● What is expected:
Reproduce the passage of the forum reply about living with SLE word for word, starting with "No sweetheart you" and going on through "am determined to.".

● Text excerpt:
****************

No sweetheart you are not going to die. I have had SLE for well over 30 years and I am still here and getting on with things. When I was first diagnosed there weren't the medications there are now, even less was know about SLE and I realised that this was something I was going to be dealing with and I thought "well, I know I will be changed by what is happeneing to me, but I will fight to do the best I can". What I mean is that once I and my parents knew what was going on, we worked together with the medical teams of course to enable me to have a full life. Some of the things I had to go through seem quite barbaric now, but at the time it was the only way to go. Now there are things I cannot do, but the things I can do I try my best to do well because I am determined to.
I have other illnesses and disabilities and I help others with the same things going on, or I hope I do. I only started to speak to others about SLE about 2 1/2 years ago here, and it is the best thing I have done. I hope I can help others here and indeed I am helped just by knowing that there is someone else who understands me. It is good to talk about your feelings.
There are so many wonderful treatments now and so many medications and help. Plus the fact that the love, care and concern from people on this forum will be invaluable to you, they all know exactly how you feel whether it is scared, lonely, upset. A lot of times too you will be happy and so glad that you are here with us because we have all been where you are at the present time.
Lean on us, ask us any questions and we will do our best to answer them and give you a big hug whenever you need and want one.

****************

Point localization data
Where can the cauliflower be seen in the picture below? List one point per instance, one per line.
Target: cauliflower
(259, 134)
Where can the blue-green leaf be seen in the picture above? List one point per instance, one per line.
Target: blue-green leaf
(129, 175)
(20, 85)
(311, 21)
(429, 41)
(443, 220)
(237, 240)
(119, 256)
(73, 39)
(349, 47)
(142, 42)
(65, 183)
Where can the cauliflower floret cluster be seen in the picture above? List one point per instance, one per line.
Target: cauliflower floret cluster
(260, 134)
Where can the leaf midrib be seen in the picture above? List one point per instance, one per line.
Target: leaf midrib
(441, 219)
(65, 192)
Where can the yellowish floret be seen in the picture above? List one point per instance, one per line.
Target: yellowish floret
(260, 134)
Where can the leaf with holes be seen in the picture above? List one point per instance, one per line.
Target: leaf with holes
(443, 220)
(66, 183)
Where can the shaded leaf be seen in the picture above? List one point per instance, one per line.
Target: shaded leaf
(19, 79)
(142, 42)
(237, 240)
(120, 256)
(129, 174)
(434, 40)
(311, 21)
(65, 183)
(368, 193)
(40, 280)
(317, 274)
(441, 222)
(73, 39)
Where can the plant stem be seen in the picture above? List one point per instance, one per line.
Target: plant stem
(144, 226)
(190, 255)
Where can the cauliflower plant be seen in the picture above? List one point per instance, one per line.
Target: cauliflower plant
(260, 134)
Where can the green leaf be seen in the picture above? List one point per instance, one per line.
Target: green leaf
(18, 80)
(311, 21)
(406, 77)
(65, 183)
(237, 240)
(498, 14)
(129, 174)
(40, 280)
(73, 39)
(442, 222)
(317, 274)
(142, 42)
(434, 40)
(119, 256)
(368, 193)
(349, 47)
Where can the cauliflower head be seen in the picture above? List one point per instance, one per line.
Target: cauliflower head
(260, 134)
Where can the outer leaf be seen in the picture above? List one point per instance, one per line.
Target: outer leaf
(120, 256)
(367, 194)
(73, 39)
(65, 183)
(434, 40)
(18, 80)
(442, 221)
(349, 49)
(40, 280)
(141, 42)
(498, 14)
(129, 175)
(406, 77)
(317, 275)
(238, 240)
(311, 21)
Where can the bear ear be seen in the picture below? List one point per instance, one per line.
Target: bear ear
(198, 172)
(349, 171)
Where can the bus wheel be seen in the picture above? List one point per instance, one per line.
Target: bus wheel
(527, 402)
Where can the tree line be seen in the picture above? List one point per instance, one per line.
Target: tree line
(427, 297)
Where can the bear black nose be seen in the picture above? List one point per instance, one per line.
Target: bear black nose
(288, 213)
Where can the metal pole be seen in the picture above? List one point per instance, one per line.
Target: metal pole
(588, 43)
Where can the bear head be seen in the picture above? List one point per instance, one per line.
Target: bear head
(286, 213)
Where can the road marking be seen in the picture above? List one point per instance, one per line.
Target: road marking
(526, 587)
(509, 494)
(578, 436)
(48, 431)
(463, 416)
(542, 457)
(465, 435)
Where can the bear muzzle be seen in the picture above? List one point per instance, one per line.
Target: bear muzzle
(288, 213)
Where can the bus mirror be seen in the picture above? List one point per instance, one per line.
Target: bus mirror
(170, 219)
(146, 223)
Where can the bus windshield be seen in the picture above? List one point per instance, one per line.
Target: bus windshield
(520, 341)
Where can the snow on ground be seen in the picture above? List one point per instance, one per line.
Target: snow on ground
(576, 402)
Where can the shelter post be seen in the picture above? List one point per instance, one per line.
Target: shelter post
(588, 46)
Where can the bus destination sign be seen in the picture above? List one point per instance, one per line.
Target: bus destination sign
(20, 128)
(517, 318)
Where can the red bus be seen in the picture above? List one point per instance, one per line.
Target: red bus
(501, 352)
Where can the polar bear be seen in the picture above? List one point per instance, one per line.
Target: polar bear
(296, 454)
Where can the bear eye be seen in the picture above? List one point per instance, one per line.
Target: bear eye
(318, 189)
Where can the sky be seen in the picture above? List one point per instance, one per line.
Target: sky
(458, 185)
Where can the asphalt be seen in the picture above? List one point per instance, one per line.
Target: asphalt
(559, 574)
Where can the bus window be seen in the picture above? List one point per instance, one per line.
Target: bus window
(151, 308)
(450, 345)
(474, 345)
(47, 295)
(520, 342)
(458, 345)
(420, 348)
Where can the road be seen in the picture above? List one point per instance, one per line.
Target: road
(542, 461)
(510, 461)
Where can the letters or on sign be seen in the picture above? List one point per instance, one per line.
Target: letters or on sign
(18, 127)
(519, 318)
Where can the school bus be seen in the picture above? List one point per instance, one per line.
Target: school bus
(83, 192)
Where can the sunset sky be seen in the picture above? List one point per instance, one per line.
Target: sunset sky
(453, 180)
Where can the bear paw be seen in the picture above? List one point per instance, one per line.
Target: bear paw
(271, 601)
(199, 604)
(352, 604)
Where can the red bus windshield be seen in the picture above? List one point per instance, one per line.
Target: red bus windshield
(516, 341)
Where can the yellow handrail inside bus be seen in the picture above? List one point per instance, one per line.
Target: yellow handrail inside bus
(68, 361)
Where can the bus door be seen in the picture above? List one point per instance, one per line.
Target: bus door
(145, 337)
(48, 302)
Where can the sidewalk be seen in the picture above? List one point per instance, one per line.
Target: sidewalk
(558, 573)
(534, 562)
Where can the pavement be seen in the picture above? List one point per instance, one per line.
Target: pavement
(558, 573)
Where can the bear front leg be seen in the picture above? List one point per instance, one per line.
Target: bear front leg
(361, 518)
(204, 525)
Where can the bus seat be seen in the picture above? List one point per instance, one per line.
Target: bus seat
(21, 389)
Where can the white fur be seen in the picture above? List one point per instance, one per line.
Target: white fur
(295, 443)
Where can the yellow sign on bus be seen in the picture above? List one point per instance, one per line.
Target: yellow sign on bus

****************

● Your solution:
No sweetheart you are not going to die. I have had SLE for well over 30 years and I am still here and getting on with things. When I was first diagnosed there weren't the medications there are now, even less was know about SLE and I realised that this was something I was going to be dealing with and I thought "well, I know I will be changed by what is happeneing to me, but I will fight to do the best I can". What I mean is that once I and my parents knew what was going on, we worked together with the medical teams of course to enable me to have a full life. Some of the things I had to go through seem quite barbaric now, but at the time it was the only way to go. Now there are things I cannot do, but the things I can do I try my best to do well because I am determined to.